**Objective:**
Format the stretch of the records from the line containing "Would you mind indicating the man wearing sunglasses" through the end of the records as a Markdown table with the columns Index and Entry, giving each line a number. Skip blank lines and leave the pictures out.

**Excerpted data:**
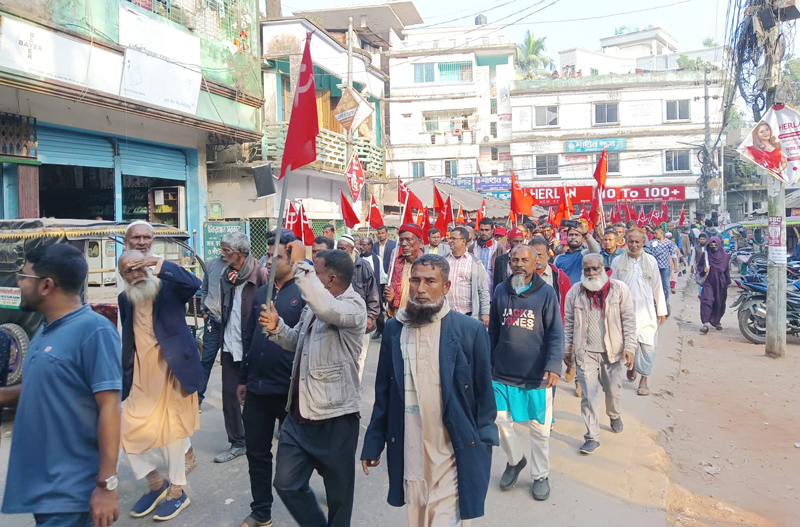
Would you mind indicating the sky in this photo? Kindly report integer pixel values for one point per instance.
(689, 21)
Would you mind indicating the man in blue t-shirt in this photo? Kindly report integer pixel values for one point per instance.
(63, 462)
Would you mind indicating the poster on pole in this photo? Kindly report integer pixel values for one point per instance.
(774, 144)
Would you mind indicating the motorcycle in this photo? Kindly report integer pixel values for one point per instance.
(752, 308)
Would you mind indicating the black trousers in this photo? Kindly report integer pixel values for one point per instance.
(259, 416)
(231, 409)
(330, 449)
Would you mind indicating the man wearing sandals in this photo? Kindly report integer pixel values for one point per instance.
(640, 272)
(161, 374)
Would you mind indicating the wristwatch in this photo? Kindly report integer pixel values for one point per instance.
(108, 484)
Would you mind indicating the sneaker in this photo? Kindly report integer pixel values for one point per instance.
(616, 425)
(540, 489)
(511, 474)
(230, 454)
(149, 501)
(170, 508)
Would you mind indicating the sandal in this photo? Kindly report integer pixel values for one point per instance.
(252, 522)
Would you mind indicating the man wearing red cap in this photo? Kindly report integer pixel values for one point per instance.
(409, 248)
(501, 268)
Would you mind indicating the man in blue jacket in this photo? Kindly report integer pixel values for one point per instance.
(434, 406)
(527, 339)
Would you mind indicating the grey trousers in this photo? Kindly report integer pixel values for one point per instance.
(595, 373)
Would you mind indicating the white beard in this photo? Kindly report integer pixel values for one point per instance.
(595, 283)
(145, 290)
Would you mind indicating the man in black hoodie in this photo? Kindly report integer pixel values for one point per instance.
(527, 340)
(264, 377)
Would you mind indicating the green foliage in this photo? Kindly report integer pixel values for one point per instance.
(531, 59)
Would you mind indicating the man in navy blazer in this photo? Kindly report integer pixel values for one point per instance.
(384, 247)
(434, 387)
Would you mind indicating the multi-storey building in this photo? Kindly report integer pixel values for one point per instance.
(449, 105)
(650, 120)
(109, 109)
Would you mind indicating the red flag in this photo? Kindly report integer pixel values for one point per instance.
(375, 219)
(426, 225)
(301, 139)
(348, 214)
(308, 232)
(481, 213)
(445, 217)
(460, 216)
(438, 201)
(355, 177)
(520, 203)
(601, 169)
(408, 216)
(403, 194)
(292, 221)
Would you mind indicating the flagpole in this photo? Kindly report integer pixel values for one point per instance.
(275, 247)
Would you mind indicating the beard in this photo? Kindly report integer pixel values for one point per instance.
(143, 290)
(594, 283)
(421, 314)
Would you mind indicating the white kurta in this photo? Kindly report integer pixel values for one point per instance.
(648, 295)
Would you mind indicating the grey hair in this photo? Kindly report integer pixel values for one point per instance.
(238, 241)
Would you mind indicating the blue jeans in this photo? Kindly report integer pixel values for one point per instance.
(69, 519)
(665, 272)
(211, 342)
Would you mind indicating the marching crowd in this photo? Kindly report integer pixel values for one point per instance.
(476, 327)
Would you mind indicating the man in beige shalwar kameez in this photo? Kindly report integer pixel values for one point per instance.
(160, 364)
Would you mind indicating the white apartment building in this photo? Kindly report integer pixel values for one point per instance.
(652, 123)
(450, 106)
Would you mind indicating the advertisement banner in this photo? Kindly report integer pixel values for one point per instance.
(774, 144)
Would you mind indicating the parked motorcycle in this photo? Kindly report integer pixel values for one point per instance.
(752, 308)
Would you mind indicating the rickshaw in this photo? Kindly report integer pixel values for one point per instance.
(96, 240)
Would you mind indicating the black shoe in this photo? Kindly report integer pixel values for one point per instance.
(511, 473)
(540, 489)
(616, 425)
(590, 446)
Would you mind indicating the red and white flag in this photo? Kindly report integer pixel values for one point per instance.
(355, 177)
(301, 139)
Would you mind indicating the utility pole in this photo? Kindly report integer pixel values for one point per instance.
(776, 193)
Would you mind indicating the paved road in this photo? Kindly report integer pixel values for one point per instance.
(623, 484)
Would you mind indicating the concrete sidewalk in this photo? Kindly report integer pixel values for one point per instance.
(624, 483)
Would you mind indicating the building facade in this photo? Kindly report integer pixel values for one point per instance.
(117, 104)
(450, 104)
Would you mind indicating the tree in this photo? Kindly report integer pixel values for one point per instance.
(531, 59)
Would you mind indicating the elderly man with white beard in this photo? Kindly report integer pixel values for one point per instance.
(161, 374)
(600, 329)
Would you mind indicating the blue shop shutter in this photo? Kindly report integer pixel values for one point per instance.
(139, 159)
(65, 147)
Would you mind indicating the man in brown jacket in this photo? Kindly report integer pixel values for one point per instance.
(600, 329)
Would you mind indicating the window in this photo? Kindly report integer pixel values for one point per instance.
(606, 113)
(546, 165)
(678, 110)
(418, 169)
(547, 116)
(678, 160)
(423, 73)
(450, 72)
(613, 161)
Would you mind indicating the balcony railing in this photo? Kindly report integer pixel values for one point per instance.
(331, 150)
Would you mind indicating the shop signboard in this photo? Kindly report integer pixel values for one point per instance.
(597, 145)
(213, 231)
(583, 194)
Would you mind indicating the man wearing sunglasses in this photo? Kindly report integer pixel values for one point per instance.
(63, 462)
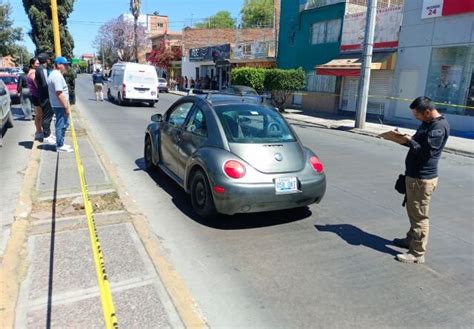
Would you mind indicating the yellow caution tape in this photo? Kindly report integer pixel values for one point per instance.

**Response to the exercise:**
| Index | Entry |
|---|---|
| 1 | Would you mind indicating the man wearing sunglasses in this photo? Kindly report integer pixel values for one point per instance. |
| 2 | (63, 462) |
| 3 | Would you mind indicating the yellow caution tape in this photo? Kindly report integer pixel values for one point per instance. |